/---

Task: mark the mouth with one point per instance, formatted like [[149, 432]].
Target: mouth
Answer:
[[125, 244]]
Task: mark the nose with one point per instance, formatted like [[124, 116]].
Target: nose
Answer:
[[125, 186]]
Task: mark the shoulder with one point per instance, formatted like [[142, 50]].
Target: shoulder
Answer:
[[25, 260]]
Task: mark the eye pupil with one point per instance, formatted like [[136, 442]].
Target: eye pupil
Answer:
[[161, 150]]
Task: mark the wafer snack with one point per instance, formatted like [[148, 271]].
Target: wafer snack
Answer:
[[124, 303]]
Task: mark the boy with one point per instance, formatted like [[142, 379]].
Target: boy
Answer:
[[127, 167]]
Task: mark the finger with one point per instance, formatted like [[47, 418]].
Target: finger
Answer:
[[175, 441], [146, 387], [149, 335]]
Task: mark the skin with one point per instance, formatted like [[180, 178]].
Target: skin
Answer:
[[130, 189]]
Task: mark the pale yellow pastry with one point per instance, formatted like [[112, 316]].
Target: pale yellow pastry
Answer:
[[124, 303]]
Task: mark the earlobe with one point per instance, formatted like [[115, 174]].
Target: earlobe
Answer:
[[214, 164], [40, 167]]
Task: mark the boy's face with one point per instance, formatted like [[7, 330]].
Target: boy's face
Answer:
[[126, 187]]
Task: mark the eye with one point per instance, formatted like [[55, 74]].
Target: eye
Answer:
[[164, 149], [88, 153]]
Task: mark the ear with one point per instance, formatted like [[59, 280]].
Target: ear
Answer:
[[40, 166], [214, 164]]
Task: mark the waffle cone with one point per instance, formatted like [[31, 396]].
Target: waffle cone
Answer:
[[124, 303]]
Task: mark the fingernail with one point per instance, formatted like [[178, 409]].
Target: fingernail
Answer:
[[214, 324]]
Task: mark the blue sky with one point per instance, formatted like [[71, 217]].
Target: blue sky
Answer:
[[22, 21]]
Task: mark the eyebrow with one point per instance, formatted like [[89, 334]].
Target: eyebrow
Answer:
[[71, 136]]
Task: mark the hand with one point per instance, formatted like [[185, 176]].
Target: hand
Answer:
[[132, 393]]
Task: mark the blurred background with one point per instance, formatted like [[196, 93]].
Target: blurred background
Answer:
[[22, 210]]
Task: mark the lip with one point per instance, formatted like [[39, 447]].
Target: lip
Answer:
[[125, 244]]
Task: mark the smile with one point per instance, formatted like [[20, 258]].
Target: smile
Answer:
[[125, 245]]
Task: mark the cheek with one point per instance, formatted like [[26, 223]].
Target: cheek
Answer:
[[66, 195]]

\---

[SHORT TASK] Copy the material from the very start through the line containing "[[164, 149], [88, 153]]", reproducing every line unchanged.

[SOLUTION TO THE PROBLEM]
Task: mark the mouth with one point per instance, formatted like [[149, 432]].
Target: mouth
Answer:
[[125, 244]]
Task: mark the nose with one point per instance, formatted like [[124, 116]].
Target: nose
Answer:
[[125, 186]]
Task: mark the shoulder with one point per instance, formatted like [[142, 50]].
Target: shoulder
Answer:
[[25, 260]]
Task: mark the eye pupil with one point per instance, formatted like [[136, 442]].
Target: eye pupil
Answer:
[[161, 150]]
Task: mark the wafer snack with one point per instance, formatted like [[148, 271]].
Target: wafer snack
Answer:
[[124, 303]]
Task: mark the boy with one point per instance, formatted like [[142, 379]].
Target: boy
Answer:
[[127, 167]]
Task: mark the finger with one point per instance, formatted like [[47, 418]].
Target: finger
Answer:
[[175, 441], [146, 387], [149, 335]]
Task: mark the skin with one point per instance, formatted like [[180, 178]].
Target: skin
Answer:
[[130, 189]]
Task: mark the pale yellow pastry with one point per instance, formatted like [[112, 316]].
Target: pale yellow pastry
Answer:
[[124, 303]]
Task: mark the earlobe with one point per instance, formatted like [[115, 174]].
Target: earlobe
Answer:
[[214, 164], [40, 167]]
Task: mark the boy's face with one point per instance, formatted like [[7, 330]].
Target: boy's face
Answer:
[[126, 187]]
Task: mark the eye with one point per instance, formatted like [[55, 74]].
Target: eye
Answer:
[[164, 149], [88, 153]]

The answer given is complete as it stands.